## GIVEN TASK
Return every one of the entries below verbatim, unchanged and in the same order.

## STORED DATA
============

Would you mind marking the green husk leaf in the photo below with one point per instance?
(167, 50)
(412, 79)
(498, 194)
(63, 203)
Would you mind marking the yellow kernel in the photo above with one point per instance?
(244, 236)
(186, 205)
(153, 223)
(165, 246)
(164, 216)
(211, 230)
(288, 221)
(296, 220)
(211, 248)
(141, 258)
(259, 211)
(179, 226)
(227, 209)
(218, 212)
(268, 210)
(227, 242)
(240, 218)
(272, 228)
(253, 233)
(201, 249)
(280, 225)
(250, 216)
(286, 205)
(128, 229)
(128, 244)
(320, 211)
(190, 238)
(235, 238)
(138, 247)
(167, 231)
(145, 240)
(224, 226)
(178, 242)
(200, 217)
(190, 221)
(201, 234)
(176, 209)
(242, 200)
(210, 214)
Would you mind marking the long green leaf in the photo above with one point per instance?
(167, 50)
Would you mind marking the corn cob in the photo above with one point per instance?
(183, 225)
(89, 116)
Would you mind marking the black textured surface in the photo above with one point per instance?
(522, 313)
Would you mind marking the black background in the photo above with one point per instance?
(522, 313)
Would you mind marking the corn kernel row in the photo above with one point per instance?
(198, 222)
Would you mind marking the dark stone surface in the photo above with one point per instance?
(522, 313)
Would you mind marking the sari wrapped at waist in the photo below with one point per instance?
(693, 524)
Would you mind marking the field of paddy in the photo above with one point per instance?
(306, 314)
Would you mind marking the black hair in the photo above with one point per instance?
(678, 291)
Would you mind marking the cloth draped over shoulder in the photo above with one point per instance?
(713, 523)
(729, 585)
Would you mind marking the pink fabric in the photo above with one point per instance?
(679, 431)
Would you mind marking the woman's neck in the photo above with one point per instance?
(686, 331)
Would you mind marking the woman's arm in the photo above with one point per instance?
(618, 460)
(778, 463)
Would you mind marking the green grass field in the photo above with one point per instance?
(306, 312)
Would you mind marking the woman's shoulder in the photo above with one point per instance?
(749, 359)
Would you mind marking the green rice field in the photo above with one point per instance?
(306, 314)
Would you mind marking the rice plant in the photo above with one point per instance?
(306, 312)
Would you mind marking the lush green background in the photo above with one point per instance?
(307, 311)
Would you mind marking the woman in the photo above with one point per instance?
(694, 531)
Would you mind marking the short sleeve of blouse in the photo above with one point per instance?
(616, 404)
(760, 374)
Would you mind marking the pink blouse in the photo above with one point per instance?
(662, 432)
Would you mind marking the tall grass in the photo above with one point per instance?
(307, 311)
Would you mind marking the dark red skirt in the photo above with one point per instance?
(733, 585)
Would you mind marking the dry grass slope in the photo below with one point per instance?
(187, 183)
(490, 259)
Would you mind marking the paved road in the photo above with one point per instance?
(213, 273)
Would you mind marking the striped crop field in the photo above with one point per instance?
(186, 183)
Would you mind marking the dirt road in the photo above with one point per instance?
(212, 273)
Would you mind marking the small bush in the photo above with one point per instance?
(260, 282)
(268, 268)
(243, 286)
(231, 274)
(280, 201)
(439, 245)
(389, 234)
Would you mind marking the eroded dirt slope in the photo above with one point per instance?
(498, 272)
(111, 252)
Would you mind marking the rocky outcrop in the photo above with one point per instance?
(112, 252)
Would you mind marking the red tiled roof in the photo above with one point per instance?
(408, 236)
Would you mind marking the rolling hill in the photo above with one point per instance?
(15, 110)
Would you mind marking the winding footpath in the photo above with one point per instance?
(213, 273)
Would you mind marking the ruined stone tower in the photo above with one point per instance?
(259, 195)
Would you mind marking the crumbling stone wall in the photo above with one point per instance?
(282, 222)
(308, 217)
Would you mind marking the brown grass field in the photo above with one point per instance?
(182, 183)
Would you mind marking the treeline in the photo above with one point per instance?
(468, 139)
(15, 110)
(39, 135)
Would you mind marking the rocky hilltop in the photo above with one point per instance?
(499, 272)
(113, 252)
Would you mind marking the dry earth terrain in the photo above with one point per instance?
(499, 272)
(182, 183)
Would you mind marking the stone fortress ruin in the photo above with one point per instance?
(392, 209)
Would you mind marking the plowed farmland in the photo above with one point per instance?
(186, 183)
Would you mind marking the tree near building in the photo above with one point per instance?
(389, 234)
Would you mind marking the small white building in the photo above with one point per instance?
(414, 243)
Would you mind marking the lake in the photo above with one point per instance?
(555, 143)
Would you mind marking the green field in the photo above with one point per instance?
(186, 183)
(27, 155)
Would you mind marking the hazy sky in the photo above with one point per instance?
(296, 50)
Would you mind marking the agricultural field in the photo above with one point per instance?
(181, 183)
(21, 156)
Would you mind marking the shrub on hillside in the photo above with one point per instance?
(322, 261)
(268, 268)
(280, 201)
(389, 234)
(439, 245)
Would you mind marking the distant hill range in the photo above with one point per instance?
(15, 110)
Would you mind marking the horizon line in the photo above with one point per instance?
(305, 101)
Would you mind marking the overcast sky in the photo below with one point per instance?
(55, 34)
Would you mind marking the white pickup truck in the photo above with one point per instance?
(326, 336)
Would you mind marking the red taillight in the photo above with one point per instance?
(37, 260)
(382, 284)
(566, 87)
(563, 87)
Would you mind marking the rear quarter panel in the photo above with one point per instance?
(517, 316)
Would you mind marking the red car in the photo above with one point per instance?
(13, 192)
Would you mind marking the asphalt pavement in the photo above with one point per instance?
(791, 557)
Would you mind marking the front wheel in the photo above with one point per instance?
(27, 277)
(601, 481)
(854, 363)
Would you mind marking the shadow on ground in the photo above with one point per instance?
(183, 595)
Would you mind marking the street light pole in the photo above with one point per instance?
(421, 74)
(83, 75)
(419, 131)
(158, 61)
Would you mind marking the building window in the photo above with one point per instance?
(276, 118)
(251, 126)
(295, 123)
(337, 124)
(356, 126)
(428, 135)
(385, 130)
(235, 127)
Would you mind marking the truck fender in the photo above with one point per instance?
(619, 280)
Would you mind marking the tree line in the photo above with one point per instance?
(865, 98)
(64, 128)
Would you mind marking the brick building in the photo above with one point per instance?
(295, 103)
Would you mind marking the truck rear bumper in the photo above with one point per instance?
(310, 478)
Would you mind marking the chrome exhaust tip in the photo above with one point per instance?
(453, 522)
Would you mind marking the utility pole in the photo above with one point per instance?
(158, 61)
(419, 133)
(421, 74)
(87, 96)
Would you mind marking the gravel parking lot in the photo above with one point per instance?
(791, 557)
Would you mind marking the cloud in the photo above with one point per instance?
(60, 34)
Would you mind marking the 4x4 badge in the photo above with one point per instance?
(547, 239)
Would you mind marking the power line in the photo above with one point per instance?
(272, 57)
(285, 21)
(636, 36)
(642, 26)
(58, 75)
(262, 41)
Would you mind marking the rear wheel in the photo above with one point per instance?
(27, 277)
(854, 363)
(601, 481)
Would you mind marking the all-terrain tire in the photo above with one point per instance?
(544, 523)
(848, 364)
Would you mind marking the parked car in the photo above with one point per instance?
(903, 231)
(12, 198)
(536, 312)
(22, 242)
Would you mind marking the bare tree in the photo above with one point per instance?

============

## ANSWER FOR THE TASK
Would you mind marking the green husk leaf in the photo below with one point per instance?
(167, 50)
(412, 79)
(498, 194)
(63, 203)
Would you mind marking the yellow kernel in the photo above with one point per instance?
(244, 236)
(186, 205)
(153, 223)
(165, 246)
(164, 216)
(211, 230)
(288, 221)
(296, 220)
(211, 248)
(141, 258)
(259, 211)
(179, 226)
(227, 209)
(218, 212)
(268, 210)
(227, 242)
(240, 218)
(272, 228)
(253, 233)
(201, 249)
(280, 225)
(250, 216)
(286, 205)
(128, 229)
(128, 244)
(320, 211)
(190, 238)
(235, 238)
(138, 247)
(167, 231)
(145, 240)
(224, 226)
(178, 242)
(200, 217)
(190, 221)
(201, 234)
(176, 209)
(242, 200)
(210, 214)
Would you mind marking the long green leaf in the photo above with one point per instance?
(167, 50)
Would you mind marking the corn cob in the photo above with one point per instance?
(183, 225)
(89, 116)
Would you mind marking the black textured surface in the photo above with one point per instance?
(522, 313)
Would you mind marking the black background in the photo above with one point per instance?
(522, 313)
Would you mind marking the corn kernel row in the photo above with one point per instance?
(198, 222)
Would you mind marking the dark stone surface in the photo above with one point per instance?
(522, 313)
Would you mind marking the sari wrapped at waist in the photo below with one point per instance?
(693, 524)
Would you mind marking the field of paddy in the photo above with one point per instance?
(306, 314)
Would you mind marking the black hair in the photo above with one point per instance?
(678, 291)
Would you mind marking the cloth draped over shoulder in the photo above with one point per instance?
(713, 523)
(729, 585)
Would you mind marking the pink fabric in the photo above with one point per instance?
(679, 431)
Would you mind marking the woman's neck in the photo above with one point per instance?
(686, 331)
Would you mind marking the woman's arm in the photo above with one point per instance?
(618, 460)
(778, 463)
Would you mind marking the green grass field in the photo above with one point per instance?
(306, 312)
Would you mind marking the woman's shoulder in the photo above with one point per instance?
(749, 359)
Would you mind marking the green rice field in the photo above with one point per instance?
(306, 314)
Would you mind marking the rice plant in the photo above with one point per instance?
(306, 312)
Would you mind marking the lush green background in the photo above with one point per instance?
(307, 311)
Would you mind marking the woman in the photo above with one point per instance?
(694, 531)
Would you mind marking the short sleeve of blouse in the photo above with one point per instance?
(616, 404)
(760, 374)
Would you mind marking the pink blouse in the photo above with one point per instance?
(662, 432)
Would you mind marking the tall grass in the photo above with one point per instance?
(307, 311)
Would you mind marking the dark red skirt in the photo above with one point per instance?
(733, 585)
Would you mind marking the dry grass slope in the photo below with one point per instance?
(187, 183)
(490, 259)
Would you mind marking the paved road in the photo above with one point per instance?
(213, 273)
Would you mind marking the striped crop field in the photo above with one point per instance?
(186, 183)
Would you mind marking the dirt road in the photo above with one point per instance?
(212, 273)
Would you mind marking the small bush in the photo above with one point per instance?
(260, 282)
(268, 268)
(243, 286)
(231, 274)
(280, 201)
(439, 245)
(389, 234)
Would you mind marking the eroded dirt slope in the photo above with one point per instance?
(498, 272)
(111, 252)
Would you mind marking the rocky outcrop in the photo above with one point per instance?
(112, 252)
Would you mind marking the red tiled roof in the photo above with one point per instance?
(408, 236)
Would you mind marking the rolling hill in the photo above with one point per instance?
(15, 110)
Would you mind marking the winding footpath in the photo above with one point per instance?
(213, 273)
Would you mind marking the ruined stone tower in the photo above with one point per instance?
(259, 195)
Would you mind marking the crumbling stone wall in the photo above with one point per instance?
(282, 222)
(308, 217)
Would you mind marking the brown grass field in the photo above with one point per instance?
(182, 183)
Would you mind marking the treeline in the photo above with one point per instance?
(468, 139)
(15, 110)
(39, 135)
Would you mind marking the rocky hilltop in the photo above with one point per instance?
(499, 272)
(113, 252)
Would you mind marking the dry earth terrain in the photo above with one point per instance?
(499, 272)
(182, 183)
Would you mind marking the stone fortress ruin in the photo above with one point per instance?
(392, 209)
Would you mind marking the plowed farmland in the photo above with one point per instance?
(186, 183)
Would you mind marking the tree near building in the photo above with one point per instance?
(389, 234)
Would you mind marking the small white building in the photo above with one point per instance?
(414, 243)
Would you mind marking the lake in the photo above with one point per instance?
(555, 143)
Would you mind marking the green field in the photo above with one point per instance?
(186, 183)
(27, 155)
Would you mind marking the hazy sky in the photo above with one point per instance?
(296, 50)
Would you mind marking the agricultural field in the photo above with one point per instance?
(181, 183)
(21, 156)
Would you mind marking the shrub on hillside in the photo above with one point per instance?
(322, 261)
(268, 268)
(280, 201)
(389, 234)
(439, 245)
Would you mind marking the distant hill range in the photo above with one point per instance?
(15, 110)
Would you mind marking the horizon line in the photo above with one point per instance?
(305, 101)
Would you mind marking the overcast sky in the photo below with one point per instance?
(55, 34)
Would you mind marking the white pickup truck in the photo above with one point per instance?
(326, 336)
Would you mind marking the red taillight in the photo above with one point per instance?
(37, 260)
(382, 284)
(566, 87)
(563, 87)
Would you mind marking the rear quarter panel in the photo above with one point per instance?
(517, 316)
Would you mind marking the red car in the photo above with one point per instance?
(13, 192)
Would you mind marking the asphalt pavement in the photo above with one point per instance?
(791, 557)
Would you mind marking the front wheel in the photo above with one point per instance?
(27, 277)
(601, 481)
(854, 363)
Would you mind marking the shadow on ground in the photo above with one point per instance?
(183, 595)
Would you mind marking the street light pole in the photo above with one point per instance?
(421, 74)
(83, 75)
(419, 131)
(158, 61)
Would you mind marking the building window in the photo above with one point per instance?
(276, 118)
(251, 126)
(295, 123)
(337, 124)
(356, 126)
(428, 135)
(385, 130)
(235, 127)
Would you mind marking the truck fender in the photo above with one point per instance?
(619, 280)
Would you mind marking the tree line in the photo above with one point per instance?
(865, 98)
(64, 128)
Would you mind marking the brick building in the photo above with one point per instance?
(295, 103)
Would you mind marking the truck rear bumper in the photo above with one point per instance?
(310, 478)
Would you mind marking the chrome exhaust tip in the photo above with one point per instance?
(453, 522)
Would you mind marking the utility pole in the photo above with one point per instance?
(158, 61)
(419, 133)
(421, 74)
(87, 96)
Would you mind marking the gravel parking lot in the photo above with one point per instance?
(791, 557)
Would you mind marking the cloud in the photo above with one point per instance?
(60, 34)
Would you mind marking the 4x4 badge in the photo above with one point per instance?
(547, 239)
Would you mind marking the power line in the photo above with one point per instance?
(272, 57)
(285, 21)
(636, 36)
(642, 26)
(58, 75)
(262, 41)
Would you mind marking the rear wheel in the photo above with one point per instance?
(27, 277)
(854, 363)
(601, 481)
Would you mind marking the all-terrain tire in the photo above with one point per instance?
(544, 523)
(848, 364)
Would you mind marking the parked car in the photo above with one point per instance?
(903, 231)
(12, 198)
(536, 312)
(22, 242)
Would you mind marking the bare tree in the photo above with one point per instance?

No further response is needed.